## [About this task]
Set down the full listing that follows, word for word.
◆ ◆ ◆ ◆ ◆ ◆ ◆
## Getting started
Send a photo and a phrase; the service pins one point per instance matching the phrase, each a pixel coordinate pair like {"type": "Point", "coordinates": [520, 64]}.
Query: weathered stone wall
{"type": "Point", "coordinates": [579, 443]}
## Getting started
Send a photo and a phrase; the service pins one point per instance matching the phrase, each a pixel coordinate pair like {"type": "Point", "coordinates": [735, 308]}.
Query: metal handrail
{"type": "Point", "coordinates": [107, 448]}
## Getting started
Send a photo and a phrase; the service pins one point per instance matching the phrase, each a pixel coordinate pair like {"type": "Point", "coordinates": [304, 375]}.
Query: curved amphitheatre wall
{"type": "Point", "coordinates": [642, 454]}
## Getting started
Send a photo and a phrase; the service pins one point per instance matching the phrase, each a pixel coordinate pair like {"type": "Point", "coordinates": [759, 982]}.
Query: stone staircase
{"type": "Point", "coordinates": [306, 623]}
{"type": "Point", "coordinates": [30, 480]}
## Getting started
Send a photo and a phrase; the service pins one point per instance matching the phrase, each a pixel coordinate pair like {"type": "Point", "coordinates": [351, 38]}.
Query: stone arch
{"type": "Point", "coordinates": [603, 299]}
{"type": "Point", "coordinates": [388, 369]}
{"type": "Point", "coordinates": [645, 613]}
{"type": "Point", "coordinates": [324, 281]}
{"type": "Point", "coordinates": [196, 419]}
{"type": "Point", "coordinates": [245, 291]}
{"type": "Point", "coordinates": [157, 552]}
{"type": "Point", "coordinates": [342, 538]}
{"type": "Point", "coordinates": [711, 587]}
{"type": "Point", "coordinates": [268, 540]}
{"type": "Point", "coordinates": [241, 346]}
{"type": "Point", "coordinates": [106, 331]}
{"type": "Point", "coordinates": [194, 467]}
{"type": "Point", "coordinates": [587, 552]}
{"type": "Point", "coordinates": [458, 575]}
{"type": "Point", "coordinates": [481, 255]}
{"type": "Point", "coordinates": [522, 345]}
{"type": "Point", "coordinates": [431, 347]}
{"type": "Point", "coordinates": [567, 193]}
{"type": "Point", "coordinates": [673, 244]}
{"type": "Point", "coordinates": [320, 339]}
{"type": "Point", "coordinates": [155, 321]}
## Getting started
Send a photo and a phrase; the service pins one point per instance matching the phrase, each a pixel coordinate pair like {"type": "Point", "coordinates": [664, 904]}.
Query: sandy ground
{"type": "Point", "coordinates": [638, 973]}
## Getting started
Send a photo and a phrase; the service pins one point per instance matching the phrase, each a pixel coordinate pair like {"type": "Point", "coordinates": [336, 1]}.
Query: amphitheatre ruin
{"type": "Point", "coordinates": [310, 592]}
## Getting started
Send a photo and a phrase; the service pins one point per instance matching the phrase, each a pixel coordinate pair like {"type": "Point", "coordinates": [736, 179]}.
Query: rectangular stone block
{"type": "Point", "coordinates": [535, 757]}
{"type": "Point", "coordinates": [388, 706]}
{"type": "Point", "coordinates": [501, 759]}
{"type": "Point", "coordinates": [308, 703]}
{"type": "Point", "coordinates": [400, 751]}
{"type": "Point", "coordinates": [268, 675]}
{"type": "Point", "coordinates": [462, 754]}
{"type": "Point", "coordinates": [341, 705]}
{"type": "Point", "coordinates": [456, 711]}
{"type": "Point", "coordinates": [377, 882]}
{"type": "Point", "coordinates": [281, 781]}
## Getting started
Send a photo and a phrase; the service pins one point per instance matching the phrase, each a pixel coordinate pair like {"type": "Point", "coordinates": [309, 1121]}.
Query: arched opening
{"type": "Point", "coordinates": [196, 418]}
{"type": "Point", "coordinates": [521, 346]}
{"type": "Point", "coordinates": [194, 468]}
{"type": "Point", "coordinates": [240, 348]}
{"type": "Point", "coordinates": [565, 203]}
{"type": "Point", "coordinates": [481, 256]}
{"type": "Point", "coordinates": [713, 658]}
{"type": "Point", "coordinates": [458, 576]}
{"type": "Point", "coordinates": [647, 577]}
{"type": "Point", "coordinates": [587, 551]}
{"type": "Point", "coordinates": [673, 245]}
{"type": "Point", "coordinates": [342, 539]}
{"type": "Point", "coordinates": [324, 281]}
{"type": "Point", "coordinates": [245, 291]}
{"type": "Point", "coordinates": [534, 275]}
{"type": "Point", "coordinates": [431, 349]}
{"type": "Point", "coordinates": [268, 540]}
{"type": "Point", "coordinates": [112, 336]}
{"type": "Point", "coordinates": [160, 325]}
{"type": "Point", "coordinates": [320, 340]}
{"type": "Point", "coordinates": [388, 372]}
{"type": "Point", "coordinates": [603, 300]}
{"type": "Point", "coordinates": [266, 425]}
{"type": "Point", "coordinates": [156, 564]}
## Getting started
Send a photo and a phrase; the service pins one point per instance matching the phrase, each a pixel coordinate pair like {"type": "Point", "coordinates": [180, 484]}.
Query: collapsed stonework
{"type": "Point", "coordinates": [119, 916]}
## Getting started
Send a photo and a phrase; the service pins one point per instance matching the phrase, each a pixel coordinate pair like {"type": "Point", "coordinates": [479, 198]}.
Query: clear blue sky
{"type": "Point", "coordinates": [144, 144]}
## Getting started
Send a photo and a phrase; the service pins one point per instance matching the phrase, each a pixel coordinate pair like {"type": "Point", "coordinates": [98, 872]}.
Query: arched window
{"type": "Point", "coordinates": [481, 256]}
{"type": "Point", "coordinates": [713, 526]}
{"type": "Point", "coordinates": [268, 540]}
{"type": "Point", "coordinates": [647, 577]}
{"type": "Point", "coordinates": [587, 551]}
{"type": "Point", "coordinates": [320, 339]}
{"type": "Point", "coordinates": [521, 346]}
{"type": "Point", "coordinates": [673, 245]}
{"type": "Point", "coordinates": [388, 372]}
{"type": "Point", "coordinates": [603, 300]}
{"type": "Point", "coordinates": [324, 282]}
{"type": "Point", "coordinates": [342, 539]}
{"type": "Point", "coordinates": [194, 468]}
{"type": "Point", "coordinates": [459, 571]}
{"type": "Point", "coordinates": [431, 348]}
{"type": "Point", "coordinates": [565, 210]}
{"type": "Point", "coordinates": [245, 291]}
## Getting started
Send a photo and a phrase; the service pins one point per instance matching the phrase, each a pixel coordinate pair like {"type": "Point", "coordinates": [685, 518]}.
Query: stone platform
◆ ◆ ◆ ◆ ◆ ◆ ◆
## [Completed task]
## Getting started
Send a photo and a phrase; the service pins one point per instance matching the phrase, each a pixel coordinate pair like {"type": "Point", "coordinates": [520, 64]}.
Query: weathered stone wall
{"type": "Point", "coordinates": [579, 443]}
## Getting started
Send a photo and a phrase; the service pins one point per instance matching the phrase, each a pixel coordinate pair like {"type": "Point", "coordinates": [735, 308]}.
Query: metal handrail
{"type": "Point", "coordinates": [107, 448]}
## Getting started
Send a photo and a phrase; the service pins one point per instance matching the phrase, each a pixel coordinate pair like {"type": "Point", "coordinates": [304, 375]}.
Query: curved amphitheatre wall
{"type": "Point", "coordinates": [642, 454]}
## Getting started
Send a photo and a phrase; the service pins one point per instance matching the phrase, each a pixel coordinate pair like {"type": "Point", "coordinates": [759, 982]}.
Query: stone staircase
{"type": "Point", "coordinates": [306, 623]}
{"type": "Point", "coordinates": [30, 480]}
## Getting started
Send a photo and a phrase; the service pins one point per instance matching the phrase, each a pixel coordinate pair like {"type": "Point", "coordinates": [351, 38]}.
Query: stone arch
{"type": "Point", "coordinates": [603, 299]}
{"type": "Point", "coordinates": [388, 369]}
{"type": "Point", "coordinates": [645, 613]}
{"type": "Point", "coordinates": [324, 281]}
{"type": "Point", "coordinates": [196, 419]}
{"type": "Point", "coordinates": [245, 291]}
{"type": "Point", "coordinates": [157, 552]}
{"type": "Point", "coordinates": [342, 538]}
{"type": "Point", "coordinates": [711, 587]}
{"type": "Point", "coordinates": [268, 540]}
{"type": "Point", "coordinates": [241, 346]}
{"type": "Point", "coordinates": [106, 331]}
{"type": "Point", "coordinates": [194, 467]}
{"type": "Point", "coordinates": [587, 552]}
{"type": "Point", "coordinates": [458, 575]}
{"type": "Point", "coordinates": [481, 255]}
{"type": "Point", "coordinates": [522, 345]}
{"type": "Point", "coordinates": [431, 347]}
{"type": "Point", "coordinates": [567, 193]}
{"type": "Point", "coordinates": [673, 244]}
{"type": "Point", "coordinates": [320, 339]}
{"type": "Point", "coordinates": [155, 321]}
## Getting started
Send a photo and a phrase; the service pins one point per instance matching the phrase, each a pixel coordinate pair like {"type": "Point", "coordinates": [664, 904]}.
Query: sandy ground
{"type": "Point", "coordinates": [638, 973]}
## Getting started
Send a photo and a phrase; the service pins one point per instance matching the phrase, each a pixel coordinate pair like {"type": "Point", "coordinates": [336, 1]}.
Query: amphitheatre ruin
{"type": "Point", "coordinates": [310, 592]}
## Getting started
Send a photo and a phrase; the service pins one point per instance matching the phrase, each a pixel coordinate pair like {"type": "Point", "coordinates": [736, 179]}.
Query: rectangular stone block
{"type": "Point", "coordinates": [535, 757]}
{"type": "Point", "coordinates": [388, 706]}
{"type": "Point", "coordinates": [501, 759]}
{"type": "Point", "coordinates": [308, 703]}
{"type": "Point", "coordinates": [400, 751]}
{"type": "Point", "coordinates": [268, 675]}
{"type": "Point", "coordinates": [462, 754]}
{"type": "Point", "coordinates": [341, 705]}
{"type": "Point", "coordinates": [456, 711]}
{"type": "Point", "coordinates": [377, 882]}
{"type": "Point", "coordinates": [281, 781]}
## Getting started
Send a photo and a phrase; the service pins one point per instance matching the phrase, each a pixel coordinate pair like {"type": "Point", "coordinates": [309, 1121]}.
Query: arched opening
{"type": "Point", "coordinates": [196, 418]}
{"type": "Point", "coordinates": [521, 346]}
{"type": "Point", "coordinates": [194, 468]}
{"type": "Point", "coordinates": [240, 348]}
{"type": "Point", "coordinates": [565, 203]}
{"type": "Point", "coordinates": [481, 256]}
{"type": "Point", "coordinates": [713, 658]}
{"type": "Point", "coordinates": [458, 576]}
{"type": "Point", "coordinates": [647, 577]}
{"type": "Point", "coordinates": [587, 551]}
{"type": "Point", "coordinates": [673, 245]}
{"type": "Point", "coordinates": [342, 539]}
{"type": "Point", "coordinates": [324, 281]}
{"type": "Point", "coordinates": [245, 291]}
{"type": "Point", "coordinates": [534, 275]}
{"type": "Point", "coordinates": [431, 349]}
{"type": "Point", "coordinates": [268, 540]}
{"type": "Point", "coordinates": [112, 336]}
{"type": "Point", "coordinates": [160, 325]}
{"type": "Point", "coordinates": [320, 340]}
{"type": "Point", "coordinates": [388, 372]}
{"type": "Point", "coordinates": [603, 300]}
{"type": "Point", "coordinates": [266, 425]}
{"type": "Point", "coordinates": [156, 564]}
## Getting started
Send a photo and a phrase; the service pins one point per instance matching the phrase, each a pixel coordinate pair like {"type": "Point", "coordinates": [180, 484]}.
Query: collapsed stonework
{"type": "Point", "coordinates": [119, 916]}
## Getting started
Send a photo and a phrase; the service pins one point per instance matching the phrase, each a pixel coordinate pair like {"type": "Point", "coordinates": [479, 198]}.
Query: clear blue sky
{"type": "Point", "coordinates": [144, 144]}
## Getting started
Send a photo and a phrase; the service pins one point per instance matching the phrase, each a pixel coordinate pair like {"type": "Point", "coordinates": [98, 872]}.
Query: arched window
{"type": "Point", "coordinates": [481, 256]}
{"type": "Point", "coordinates": [713, 526]}
{"type": "Point", "coordinates": [268, 540]}
{"type": "Point", "coordinates": [647, 577]}
{"type": "Point", "coordinates": [587, 551]}
{"type": "Point", "coordinates": [320, 339]}
{"type": "Point", "coordinates": [521, 346]}
{"type": "Point", "coordinates": [673, 245]}
{"type": "Point", "coordinates": [388, 372]}
{"type": "Point", "coordinates": [603, 300]}
{"type": "Point", "coordinates": [324, 282]}
{"type": "Point", "coordinates": [342, 539]}
{"type": "Point", "coordinates": [194, 468]}
{"type": "Point", "coordinates": [459, 571]}
{"type": "Point", "coordinates": [431, 348]}
{"type": "Point", "coordinates": [565, 210]}
{"type": "Point", "coordinates": [245, 291]}
## Getting started
Send a photo and a phrase; the service pins one point per instance matching the phrase, each a pixel coordinate pair like {"type": "Point", "coordinates": [685, 518]}.
Query: stone platform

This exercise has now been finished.